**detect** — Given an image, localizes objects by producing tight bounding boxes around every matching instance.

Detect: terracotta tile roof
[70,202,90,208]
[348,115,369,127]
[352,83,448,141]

### Requirement
Rewrite the items above as a numbered list, one line per entry, and leave out any blank lines.

### Output for this exercise
1. **detect** — Given an image, localizes objects by producing tight bounding boxes around every matching instance.
2. Detect: terracotta tile roof
3. [70,202,90,208]
4. [348,115,369,127]
5. [352,83,448,141]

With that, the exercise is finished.